## Task inputs

# # #

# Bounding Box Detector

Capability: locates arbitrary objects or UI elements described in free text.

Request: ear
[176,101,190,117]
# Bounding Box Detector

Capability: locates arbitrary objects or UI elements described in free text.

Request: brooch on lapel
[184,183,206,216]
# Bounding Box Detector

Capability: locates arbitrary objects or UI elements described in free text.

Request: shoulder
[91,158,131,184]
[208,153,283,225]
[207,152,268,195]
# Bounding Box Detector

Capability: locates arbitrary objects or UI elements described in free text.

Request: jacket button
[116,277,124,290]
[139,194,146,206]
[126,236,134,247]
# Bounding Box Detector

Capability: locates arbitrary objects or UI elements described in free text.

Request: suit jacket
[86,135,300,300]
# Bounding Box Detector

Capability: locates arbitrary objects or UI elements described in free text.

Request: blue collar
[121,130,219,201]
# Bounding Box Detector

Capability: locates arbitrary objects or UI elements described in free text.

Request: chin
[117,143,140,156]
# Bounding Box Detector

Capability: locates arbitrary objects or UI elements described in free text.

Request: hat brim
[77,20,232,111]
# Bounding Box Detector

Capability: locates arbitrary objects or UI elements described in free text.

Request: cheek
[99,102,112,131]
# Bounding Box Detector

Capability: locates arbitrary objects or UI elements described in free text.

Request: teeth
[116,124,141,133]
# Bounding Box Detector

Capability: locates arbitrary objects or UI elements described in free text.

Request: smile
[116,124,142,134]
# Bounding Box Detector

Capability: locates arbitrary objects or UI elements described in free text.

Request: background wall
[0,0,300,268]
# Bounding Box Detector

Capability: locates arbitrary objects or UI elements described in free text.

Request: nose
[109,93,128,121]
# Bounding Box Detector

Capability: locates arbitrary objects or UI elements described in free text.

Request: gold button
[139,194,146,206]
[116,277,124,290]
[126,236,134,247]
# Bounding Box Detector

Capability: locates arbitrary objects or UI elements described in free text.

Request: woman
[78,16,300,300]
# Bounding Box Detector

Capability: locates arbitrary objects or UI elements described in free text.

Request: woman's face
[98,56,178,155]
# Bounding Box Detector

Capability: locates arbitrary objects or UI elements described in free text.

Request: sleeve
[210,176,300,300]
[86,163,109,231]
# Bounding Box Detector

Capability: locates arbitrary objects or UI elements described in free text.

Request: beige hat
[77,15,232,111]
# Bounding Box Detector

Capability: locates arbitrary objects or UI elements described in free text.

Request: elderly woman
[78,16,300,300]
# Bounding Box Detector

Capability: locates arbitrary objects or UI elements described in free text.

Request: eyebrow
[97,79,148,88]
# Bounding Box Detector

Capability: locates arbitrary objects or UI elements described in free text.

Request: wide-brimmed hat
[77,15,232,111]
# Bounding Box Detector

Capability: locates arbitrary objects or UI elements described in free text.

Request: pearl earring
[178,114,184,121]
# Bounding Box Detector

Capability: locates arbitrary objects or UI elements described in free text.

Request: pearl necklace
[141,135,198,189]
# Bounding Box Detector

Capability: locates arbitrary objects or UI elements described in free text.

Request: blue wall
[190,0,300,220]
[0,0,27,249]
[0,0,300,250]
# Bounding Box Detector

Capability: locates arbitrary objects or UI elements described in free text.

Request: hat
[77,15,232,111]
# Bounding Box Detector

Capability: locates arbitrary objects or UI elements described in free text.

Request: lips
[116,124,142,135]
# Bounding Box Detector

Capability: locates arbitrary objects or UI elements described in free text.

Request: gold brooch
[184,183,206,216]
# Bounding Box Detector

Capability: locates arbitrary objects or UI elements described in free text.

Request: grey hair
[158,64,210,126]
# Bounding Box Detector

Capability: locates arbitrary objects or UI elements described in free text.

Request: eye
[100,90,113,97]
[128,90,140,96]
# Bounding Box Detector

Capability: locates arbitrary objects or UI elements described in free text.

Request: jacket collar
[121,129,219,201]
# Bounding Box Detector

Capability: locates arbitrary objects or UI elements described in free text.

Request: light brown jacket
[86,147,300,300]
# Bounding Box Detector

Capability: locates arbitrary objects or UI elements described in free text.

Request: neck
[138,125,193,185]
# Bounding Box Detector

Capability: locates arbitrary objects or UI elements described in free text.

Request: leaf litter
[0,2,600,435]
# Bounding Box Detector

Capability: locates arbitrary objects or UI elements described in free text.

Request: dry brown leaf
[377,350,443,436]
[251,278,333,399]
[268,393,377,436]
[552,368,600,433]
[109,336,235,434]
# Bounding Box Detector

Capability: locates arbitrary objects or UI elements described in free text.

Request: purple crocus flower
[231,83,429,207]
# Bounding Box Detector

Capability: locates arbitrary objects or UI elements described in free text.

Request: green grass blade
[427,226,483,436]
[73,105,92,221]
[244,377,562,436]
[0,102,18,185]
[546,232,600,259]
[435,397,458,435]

# # #

## Instruction
Rewrite all of the lines above, switching every "Bounding Box Detector" to "Region Finder" and leaving everything else unchanged.

## Answer to this problem
# Region Finder

Capability: locates arbitrary objects or UI elements described in free text.

Request: ear
[176,101,190,117]
# Region Finder

Capability: locates arbitrary objects or UI elements described in free text.

Request: brooch on lapel
[184,183,206,216]
# Region Finder

Capability: locates arbitrary objects or UI elements described in free text.

Request: shoulder
[91,158,131,184]
[208,153,283,225]
[207,152,268,195]
# Region Finder

Capability: locates arbitrary objects or UI elements described in free text.

Request: jacket button
[116,277,124,290]
[139,194,146,206]
[126,236,134,247]
# Region Finder

Capability: locates arbitrary objects or UI elements described in free text.

Request: suit jacket
[86,135,300,300]
# Region Finder

Capability: locates arbitrary objects or UI elements described in free text.

Request: blue collar
[121,130,219,201]
# Region Finder

Capability: locates arbitrary objects or UI elements described in free text.

Request: chin
[117,143,140,156]
# Region Finder

Capability: locates arbitrary objects or UI elements described in free text.

Request: hat brim
[77,20,232,111]
# Region Finder

Capability: locates arbitrary objects or UI elements described in free text.

Request: cheek
[99,102,112,131]
# Region Finder

Capability: locates arbitrary objects or UI elements described in free text.

Request: teeth
[116,124,141,133]
# Region Finder

Capability: locates arbitrary objects or UI elements described in free text.

Request: smile
[116,124,142,134]
# Region Finder

Capability: locates arbitrary objects or UI elements described in free text.

Request: background wall
[0,0,300,268]
# Region Finder

Capability: locates arbitrary objects or UI elements described in free text.

Request: nose
[109,93,128,121]
# Region Finder

Capability: locates arbitrary objects or UI elements described in free text.

Request: gold button
[139,194,146,206]
[116,277,124,290]
[126,236,134,247]
# Region Finder

Capability: locates arbitrary objects or UI elements described in free text.

Request: woman
[78,16,300,300]
# Region Finder

Capability: locates arbitrary objects or UI elements described in free text.

Request: woman's face
[98,56,178,155]
# Region Finder

Capability: locates arbitrary objects or UI elements described in free text.

Request: sleeve
[210,176,300,300]
[86,163,109,231]
# Region Finder

Capability: locates arbitrary objects or UI elements described in free text.

Request: beige hat
[77,15,232,111]
# Region Finder

Capability: locates arbitrary objects or UI elements described in free text.

Request: elderly woman
[78,16,300,300]
# Region Finder

Capability: locates arbitrary objects or UI elements described in free text.

Request: eyebrow
[97,79,148,88]
# Region Finder

Capability: locates arbitrary objects or UI elements described in free text.

Request: wide-brimmed hat
[77,15,232,111]
# Region Finder

Capability: locates arbitrary objects or UI elements described in free text.

Request: pearl earring
[178,114,184,121]
# Region Finder

Capability: locates arbitrary objects or UI elements described in free text.

Request: pearl necklace
[141,135,198,189]
# Region Finder

Capability: locates arbitrary objects or UI elements described in free text.

Request: blue wall
[190,0,300,220]
[0,0,27,249]
[0,0,300,250]
# Region Finder

Capability: locates arbitrary objects or UI elements described in free text.

Request: hat
[77,15,232,111]
# Region Finder

Capability: locates arbitrary objects or UI elements described in free text.

Request: lips
[116,124,142,135]
# Region Finder

Capability: locates arbitrary objects or UI elements described in free text.

Request: gold brooch
[184,183,206,216]
# Region Finder

Capability: locates arbitrary objects or UI elements described in free text.

Request: grey hair
[158,64,210,126]
# Region Finder

Capability: locates arbitrary objects or UI elements described in free text.

Request: eye
[100,90,113,97]
[128,90,140,96]
# Region Finder

Capability: locates arbitrary objects or UI elements described in free text.

Request: jacket collar
[121,129,219,201]
# Region Finder

Capability: locates arbitrary objects or UI elements described in free text.

Request: light brown jacket
[86,147,300,300]
# Region Finder

Capability: locates arbitrary objects or UI elements described in free text.

Request: neck
[138,125,193,185]
# Region Finder

Capability: locates arbitrary objects or UI elements described in free text.

Request: leaf litter
[0,2,600,435]
# Region Finder

Capability: locates arbitrary objects or UI elements described in free text.

Request: dry brown leaf
[377,350,443,436]
[251,278,333,399]
[268,393,377,436]
[552,368,600,433]
[109,336,235,434]
# Region Finder

Capability: locates arbitrary objects or UI elements described in free text.

Request: purple crocus flower
[231,83,429,207]
# Region Finder

Capability: locates arbitrary objects or UI elements described in free text.

Request: green grass blade
[427,226,483,436]
[73,105,92,221]
[244,377,562,436]
[0,102,18,185]
[546,232,600,259]
[435,397,458,435]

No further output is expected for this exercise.